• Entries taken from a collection
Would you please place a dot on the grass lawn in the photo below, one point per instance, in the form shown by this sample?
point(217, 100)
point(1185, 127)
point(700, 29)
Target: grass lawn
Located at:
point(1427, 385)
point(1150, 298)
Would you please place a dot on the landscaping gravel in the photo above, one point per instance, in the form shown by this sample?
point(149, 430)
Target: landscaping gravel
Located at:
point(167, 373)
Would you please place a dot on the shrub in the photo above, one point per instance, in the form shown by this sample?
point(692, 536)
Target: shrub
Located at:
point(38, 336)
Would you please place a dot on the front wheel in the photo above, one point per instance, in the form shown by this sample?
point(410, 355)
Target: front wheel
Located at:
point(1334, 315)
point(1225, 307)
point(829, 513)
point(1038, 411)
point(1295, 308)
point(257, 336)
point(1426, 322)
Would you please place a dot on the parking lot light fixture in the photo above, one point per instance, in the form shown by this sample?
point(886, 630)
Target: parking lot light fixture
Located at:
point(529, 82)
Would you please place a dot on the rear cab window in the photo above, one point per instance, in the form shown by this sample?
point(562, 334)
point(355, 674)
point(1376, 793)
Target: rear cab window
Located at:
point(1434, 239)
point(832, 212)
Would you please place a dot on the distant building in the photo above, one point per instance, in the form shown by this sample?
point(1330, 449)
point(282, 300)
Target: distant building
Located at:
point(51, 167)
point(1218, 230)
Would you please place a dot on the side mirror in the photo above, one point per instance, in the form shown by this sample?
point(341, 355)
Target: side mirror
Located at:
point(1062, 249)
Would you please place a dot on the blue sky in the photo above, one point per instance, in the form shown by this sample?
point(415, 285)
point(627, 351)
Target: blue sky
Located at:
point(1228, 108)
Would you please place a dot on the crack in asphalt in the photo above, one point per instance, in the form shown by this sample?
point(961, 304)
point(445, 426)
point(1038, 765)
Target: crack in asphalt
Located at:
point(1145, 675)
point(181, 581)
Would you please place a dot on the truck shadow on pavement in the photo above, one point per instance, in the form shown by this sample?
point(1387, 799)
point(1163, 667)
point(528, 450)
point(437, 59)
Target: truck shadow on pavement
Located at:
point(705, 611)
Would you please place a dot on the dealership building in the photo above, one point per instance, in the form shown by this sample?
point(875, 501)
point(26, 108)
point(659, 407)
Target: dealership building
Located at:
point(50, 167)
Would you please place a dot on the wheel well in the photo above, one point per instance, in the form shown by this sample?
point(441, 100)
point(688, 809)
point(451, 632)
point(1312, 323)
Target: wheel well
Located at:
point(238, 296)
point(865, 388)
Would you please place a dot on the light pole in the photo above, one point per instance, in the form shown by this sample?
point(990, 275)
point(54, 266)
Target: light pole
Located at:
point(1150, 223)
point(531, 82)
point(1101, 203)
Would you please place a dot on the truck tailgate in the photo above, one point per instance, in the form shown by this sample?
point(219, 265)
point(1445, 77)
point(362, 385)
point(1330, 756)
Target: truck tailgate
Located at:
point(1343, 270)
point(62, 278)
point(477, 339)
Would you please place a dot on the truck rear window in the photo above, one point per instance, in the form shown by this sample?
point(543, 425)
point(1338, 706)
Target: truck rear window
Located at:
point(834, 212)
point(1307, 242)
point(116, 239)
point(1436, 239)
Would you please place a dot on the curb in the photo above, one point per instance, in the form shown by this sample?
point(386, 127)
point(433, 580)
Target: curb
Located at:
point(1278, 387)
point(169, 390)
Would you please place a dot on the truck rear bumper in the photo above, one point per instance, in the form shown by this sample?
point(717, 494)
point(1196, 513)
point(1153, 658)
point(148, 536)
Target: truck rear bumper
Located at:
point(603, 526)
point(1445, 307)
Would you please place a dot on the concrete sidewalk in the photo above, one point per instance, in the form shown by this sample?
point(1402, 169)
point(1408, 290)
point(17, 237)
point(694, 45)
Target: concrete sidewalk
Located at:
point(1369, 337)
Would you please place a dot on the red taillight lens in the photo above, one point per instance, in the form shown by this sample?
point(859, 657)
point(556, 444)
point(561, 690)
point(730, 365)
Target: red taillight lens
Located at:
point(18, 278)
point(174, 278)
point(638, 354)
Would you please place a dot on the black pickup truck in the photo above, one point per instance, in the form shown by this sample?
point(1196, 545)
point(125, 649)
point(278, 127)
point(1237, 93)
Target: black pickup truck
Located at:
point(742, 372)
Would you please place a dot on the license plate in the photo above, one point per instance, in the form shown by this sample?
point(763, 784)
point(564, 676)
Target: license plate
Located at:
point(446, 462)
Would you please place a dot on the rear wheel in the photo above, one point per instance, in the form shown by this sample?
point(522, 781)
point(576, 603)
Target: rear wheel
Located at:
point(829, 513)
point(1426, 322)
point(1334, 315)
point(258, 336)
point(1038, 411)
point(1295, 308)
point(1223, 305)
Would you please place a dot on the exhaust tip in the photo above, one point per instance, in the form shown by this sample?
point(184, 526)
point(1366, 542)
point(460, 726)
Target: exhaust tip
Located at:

• INSTRUCTIONS TO FOLLOW
Search the data for "shadow". Copy every matching line.

• RESULT FOR THIS TASK
Would you please place a dot on the truck shadow on pavement in the photo above, one point per instance, in the form shown by this sample?
Target: truck shadow on pavement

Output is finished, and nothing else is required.